[Point localization data]
....

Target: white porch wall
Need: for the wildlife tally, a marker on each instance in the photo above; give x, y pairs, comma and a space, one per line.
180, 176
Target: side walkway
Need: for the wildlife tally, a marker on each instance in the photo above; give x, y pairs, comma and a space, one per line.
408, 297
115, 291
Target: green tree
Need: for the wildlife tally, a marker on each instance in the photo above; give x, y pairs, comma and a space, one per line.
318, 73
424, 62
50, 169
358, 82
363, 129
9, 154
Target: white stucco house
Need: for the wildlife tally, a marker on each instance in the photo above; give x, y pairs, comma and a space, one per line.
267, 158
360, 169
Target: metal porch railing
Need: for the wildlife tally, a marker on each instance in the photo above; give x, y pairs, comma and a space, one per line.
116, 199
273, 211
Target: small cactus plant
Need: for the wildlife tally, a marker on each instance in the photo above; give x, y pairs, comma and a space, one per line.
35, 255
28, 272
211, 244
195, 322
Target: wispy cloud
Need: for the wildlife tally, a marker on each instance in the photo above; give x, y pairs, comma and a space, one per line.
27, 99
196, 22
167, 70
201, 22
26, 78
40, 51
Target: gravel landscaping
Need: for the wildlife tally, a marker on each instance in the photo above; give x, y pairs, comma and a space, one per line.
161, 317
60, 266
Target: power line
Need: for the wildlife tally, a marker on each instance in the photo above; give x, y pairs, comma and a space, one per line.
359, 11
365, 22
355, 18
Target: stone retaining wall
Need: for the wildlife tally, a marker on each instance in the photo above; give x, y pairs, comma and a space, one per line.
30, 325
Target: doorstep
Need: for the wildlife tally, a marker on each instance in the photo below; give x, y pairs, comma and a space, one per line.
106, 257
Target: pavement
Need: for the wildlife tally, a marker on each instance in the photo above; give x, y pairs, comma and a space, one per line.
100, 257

....

The result consists of the line with "Target: metal porch railing" through the last line of the entries above, repeated exactly and with nothing else.

ANSWER BOX
Target: metal porch railing
Need: for the wildlife tally, a marker on each instance in the photo above; give x, y pairs, comma and a space, one per line.
116, 199
273, 211
Target: small cactus plant
Need: for the wildlife tally, a marker on each instance in the photo above; give x, y pairs, comma and a space, one per line.
35, 255
28, 272
211, 244
195, 322
Target: wispy cloud
Need: for the wildlife tally, a marker on each instance in the photo above; give x, y pairs, comma and a space, one per line.
27, 99
196, 22
167, 70
201, 22
26, 78
40, 51
Target: gravel landscaping
Need: for the wildlife tally, a marker on each instance in the photo above; give x, y pairs, comma and a space, one per line.
161, 317
60, 266
Target: power line
Need: for the wildlife tally, a marker on each instance in the photo above; give x, y pairs, comma and a space, one per line.
359, 11
365, 22
355, 18
Target: stone retaining wall
Need: for the wildlife tally, a marker on each instance in the photo above; give x, y pairs, comma and a space, one per line.
30, 325
Target: doorstep
Need: for the wildlife tally, a marker on each instance in the photo below; give x, y pairs, comma and a space, one per line.
106, 257
Target: pavement
Need: for the wildlife tally, a marker on each instance in the photo above; give x, y pairs, comma and a space, one per line.
100, 257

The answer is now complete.